Object point labels
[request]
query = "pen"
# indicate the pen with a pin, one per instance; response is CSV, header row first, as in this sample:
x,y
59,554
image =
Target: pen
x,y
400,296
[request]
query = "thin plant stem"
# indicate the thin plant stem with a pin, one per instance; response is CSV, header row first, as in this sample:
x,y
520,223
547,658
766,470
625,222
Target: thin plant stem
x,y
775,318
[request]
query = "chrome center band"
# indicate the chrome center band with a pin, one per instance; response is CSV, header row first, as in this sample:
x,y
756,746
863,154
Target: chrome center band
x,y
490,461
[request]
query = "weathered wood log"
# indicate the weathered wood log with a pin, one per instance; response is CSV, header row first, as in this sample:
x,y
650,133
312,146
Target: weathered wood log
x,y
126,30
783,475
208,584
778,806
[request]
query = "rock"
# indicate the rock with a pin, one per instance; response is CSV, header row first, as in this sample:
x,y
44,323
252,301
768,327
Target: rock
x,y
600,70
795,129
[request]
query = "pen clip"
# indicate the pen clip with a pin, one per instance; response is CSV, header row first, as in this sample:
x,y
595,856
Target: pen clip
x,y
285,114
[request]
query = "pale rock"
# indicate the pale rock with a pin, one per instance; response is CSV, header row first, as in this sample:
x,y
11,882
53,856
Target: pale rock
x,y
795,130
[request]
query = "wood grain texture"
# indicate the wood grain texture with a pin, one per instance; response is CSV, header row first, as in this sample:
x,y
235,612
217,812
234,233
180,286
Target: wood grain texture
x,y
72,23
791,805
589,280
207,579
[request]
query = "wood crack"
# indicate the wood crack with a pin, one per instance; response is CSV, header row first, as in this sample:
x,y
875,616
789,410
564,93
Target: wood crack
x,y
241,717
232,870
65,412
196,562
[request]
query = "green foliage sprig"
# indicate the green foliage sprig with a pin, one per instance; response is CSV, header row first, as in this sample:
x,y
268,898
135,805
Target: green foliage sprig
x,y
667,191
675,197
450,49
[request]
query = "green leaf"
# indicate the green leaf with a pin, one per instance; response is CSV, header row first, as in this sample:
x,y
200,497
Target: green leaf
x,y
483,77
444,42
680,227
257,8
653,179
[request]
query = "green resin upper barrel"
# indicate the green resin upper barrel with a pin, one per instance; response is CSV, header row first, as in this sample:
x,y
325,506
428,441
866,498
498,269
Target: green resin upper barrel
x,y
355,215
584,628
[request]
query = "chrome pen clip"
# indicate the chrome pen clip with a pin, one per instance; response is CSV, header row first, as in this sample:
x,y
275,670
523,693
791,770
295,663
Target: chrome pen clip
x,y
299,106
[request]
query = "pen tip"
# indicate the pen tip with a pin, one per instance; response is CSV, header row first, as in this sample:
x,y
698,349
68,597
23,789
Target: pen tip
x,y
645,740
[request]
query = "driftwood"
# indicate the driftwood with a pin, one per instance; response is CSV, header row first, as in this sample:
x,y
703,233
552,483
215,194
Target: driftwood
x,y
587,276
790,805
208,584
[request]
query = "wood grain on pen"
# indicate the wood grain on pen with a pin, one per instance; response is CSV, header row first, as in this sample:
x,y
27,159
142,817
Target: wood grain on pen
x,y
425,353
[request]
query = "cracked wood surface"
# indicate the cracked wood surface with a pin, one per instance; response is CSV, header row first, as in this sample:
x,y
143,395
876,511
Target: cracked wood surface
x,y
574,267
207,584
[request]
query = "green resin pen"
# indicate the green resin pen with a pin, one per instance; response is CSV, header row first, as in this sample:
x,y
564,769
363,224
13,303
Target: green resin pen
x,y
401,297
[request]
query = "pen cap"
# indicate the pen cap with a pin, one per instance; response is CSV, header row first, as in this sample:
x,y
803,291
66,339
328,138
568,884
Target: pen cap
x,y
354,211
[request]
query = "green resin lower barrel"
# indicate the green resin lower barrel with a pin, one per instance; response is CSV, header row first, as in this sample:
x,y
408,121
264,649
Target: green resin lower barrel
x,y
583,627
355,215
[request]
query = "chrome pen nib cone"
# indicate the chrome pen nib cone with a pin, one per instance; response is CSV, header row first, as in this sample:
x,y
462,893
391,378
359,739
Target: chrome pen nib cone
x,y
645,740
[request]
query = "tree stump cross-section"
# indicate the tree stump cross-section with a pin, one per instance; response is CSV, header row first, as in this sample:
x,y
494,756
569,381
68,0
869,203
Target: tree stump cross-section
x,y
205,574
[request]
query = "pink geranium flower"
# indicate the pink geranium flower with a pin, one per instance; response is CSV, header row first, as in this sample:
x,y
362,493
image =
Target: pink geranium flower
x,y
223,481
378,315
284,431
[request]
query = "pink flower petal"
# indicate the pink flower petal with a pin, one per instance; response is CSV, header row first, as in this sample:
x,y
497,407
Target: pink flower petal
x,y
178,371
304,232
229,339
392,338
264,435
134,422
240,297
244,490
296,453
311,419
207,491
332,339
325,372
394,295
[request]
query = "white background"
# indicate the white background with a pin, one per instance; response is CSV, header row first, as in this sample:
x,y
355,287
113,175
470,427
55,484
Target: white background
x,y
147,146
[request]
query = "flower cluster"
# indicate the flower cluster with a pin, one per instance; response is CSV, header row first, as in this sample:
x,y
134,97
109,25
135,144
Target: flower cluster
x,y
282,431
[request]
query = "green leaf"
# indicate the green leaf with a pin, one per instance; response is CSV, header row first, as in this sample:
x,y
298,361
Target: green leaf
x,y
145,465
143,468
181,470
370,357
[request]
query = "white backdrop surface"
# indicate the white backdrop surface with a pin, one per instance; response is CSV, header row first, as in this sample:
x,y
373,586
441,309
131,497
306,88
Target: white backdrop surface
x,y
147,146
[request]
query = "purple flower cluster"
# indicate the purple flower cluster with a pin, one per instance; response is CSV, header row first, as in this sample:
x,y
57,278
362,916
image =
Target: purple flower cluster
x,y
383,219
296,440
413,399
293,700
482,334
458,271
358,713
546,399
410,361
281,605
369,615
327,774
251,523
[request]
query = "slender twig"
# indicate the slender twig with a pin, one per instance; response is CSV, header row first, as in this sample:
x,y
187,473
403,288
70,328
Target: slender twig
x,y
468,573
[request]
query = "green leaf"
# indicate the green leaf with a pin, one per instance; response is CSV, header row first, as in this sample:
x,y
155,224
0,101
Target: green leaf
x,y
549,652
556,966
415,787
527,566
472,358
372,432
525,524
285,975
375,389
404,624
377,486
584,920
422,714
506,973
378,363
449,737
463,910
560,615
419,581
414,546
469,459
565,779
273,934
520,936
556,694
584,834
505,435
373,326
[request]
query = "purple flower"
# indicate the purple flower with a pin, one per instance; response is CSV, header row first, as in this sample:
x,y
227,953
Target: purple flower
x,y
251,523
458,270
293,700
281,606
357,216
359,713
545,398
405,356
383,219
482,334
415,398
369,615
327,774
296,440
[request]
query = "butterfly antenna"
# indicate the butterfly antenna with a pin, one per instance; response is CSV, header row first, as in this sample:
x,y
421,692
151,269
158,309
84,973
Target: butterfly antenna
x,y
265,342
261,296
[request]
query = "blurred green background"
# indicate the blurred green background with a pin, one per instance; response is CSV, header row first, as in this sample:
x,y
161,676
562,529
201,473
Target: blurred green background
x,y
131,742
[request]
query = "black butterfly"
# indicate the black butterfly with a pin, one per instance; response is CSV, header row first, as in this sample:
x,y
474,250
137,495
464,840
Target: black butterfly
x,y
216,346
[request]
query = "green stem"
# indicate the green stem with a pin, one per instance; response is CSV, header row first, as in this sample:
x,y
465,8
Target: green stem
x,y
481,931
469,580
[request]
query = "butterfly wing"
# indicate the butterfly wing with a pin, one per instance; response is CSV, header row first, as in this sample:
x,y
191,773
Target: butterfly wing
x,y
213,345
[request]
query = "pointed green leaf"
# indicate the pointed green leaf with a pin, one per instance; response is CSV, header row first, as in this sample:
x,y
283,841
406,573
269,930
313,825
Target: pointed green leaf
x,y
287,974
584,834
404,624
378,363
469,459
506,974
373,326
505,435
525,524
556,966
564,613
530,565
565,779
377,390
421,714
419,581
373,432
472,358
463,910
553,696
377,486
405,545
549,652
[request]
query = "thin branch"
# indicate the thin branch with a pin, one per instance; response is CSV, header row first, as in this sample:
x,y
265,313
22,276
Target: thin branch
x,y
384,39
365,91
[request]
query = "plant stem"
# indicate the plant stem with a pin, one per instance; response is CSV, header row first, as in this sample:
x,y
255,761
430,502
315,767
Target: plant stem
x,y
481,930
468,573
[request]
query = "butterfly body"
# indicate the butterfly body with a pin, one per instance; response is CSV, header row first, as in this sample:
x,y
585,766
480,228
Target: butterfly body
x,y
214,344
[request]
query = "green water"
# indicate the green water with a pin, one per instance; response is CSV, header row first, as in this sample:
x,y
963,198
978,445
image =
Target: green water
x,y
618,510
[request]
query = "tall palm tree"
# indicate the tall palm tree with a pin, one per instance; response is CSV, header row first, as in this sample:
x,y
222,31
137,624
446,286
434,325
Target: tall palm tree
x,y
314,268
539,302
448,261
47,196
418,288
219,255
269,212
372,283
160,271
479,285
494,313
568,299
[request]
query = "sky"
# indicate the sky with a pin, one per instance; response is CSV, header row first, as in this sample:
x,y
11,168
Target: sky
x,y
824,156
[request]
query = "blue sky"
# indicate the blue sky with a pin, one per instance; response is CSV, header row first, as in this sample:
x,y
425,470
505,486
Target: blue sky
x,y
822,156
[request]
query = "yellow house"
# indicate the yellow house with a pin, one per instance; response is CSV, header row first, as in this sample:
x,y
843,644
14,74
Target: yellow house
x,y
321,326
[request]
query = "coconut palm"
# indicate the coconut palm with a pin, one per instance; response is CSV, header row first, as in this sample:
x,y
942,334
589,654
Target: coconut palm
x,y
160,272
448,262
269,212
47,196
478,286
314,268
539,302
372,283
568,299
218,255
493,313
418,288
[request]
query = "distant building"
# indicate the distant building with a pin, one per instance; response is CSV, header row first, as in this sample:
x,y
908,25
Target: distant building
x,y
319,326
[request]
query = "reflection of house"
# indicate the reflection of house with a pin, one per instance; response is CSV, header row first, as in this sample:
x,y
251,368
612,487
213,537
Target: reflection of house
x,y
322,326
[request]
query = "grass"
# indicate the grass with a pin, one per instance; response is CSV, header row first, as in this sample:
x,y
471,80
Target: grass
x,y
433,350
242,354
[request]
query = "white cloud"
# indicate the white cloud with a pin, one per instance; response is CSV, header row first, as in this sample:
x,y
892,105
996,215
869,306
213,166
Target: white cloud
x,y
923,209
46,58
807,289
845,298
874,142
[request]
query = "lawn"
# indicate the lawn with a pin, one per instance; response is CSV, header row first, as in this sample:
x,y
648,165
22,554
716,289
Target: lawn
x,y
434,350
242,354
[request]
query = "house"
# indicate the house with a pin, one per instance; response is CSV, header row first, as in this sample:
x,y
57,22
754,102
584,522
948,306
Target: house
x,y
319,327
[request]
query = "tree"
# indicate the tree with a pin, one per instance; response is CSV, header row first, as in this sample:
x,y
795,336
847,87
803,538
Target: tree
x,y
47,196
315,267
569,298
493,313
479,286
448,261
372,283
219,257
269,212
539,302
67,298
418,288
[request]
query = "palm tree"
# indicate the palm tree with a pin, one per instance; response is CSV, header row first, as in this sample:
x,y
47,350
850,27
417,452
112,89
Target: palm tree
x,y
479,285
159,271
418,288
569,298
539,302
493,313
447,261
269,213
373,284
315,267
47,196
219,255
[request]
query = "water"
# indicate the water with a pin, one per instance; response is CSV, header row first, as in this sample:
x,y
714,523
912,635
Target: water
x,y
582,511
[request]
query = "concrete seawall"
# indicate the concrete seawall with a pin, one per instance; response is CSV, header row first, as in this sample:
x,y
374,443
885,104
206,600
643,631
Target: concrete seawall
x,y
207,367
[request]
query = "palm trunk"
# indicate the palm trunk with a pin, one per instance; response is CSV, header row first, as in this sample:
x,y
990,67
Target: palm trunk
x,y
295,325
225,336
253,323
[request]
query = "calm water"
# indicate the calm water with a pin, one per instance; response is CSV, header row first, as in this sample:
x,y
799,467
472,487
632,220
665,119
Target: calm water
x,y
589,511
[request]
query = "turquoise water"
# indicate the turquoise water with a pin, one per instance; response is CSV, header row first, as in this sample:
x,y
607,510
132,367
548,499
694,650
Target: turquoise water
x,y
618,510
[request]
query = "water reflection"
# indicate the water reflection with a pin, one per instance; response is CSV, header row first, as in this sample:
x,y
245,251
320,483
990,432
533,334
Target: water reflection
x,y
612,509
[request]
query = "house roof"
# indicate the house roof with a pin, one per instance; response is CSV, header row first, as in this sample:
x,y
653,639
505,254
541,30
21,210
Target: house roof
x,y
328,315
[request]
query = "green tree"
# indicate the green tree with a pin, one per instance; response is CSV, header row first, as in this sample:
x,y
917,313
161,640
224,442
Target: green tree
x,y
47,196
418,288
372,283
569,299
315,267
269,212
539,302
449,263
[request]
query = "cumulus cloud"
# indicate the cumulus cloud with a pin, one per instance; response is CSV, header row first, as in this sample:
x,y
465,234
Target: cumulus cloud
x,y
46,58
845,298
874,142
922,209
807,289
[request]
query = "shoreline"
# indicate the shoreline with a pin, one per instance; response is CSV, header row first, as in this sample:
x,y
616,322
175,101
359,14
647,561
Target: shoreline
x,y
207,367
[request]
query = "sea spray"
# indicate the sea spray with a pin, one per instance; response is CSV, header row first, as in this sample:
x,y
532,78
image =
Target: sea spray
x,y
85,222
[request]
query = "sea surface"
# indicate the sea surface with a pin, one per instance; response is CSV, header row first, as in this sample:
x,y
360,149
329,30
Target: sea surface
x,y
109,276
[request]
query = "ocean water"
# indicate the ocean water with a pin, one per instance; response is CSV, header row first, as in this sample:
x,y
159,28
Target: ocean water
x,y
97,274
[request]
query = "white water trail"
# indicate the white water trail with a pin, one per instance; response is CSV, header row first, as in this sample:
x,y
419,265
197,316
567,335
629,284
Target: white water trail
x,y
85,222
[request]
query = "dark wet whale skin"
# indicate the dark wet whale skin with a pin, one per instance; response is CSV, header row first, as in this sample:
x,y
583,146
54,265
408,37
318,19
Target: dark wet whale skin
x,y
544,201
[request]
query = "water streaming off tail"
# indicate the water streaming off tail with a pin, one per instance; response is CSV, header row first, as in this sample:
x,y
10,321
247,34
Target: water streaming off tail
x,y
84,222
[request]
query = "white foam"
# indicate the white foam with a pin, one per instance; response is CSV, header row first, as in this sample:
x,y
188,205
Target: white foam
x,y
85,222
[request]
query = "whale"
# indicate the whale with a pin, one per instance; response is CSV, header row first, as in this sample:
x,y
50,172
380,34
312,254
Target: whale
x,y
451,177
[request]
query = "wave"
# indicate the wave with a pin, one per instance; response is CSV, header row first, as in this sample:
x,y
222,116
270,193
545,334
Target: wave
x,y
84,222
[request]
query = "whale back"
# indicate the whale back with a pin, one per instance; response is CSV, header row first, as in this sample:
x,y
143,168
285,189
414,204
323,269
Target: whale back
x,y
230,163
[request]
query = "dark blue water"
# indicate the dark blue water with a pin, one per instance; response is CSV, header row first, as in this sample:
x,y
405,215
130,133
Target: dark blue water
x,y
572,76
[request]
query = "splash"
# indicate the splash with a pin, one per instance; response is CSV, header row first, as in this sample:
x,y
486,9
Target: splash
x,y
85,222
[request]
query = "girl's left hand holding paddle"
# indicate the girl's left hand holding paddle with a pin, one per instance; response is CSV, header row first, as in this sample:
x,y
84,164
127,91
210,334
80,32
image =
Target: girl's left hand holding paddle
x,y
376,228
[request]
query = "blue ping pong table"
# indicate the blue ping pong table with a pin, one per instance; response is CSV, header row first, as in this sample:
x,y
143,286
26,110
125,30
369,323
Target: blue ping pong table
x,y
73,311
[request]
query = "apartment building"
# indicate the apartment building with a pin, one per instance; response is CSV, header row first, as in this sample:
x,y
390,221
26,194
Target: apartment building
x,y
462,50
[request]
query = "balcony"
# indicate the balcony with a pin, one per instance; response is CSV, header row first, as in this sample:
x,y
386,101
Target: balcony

__What to do__: How many lines in the records above contain the word "left"? Give only the number.

__Result of this task__: 3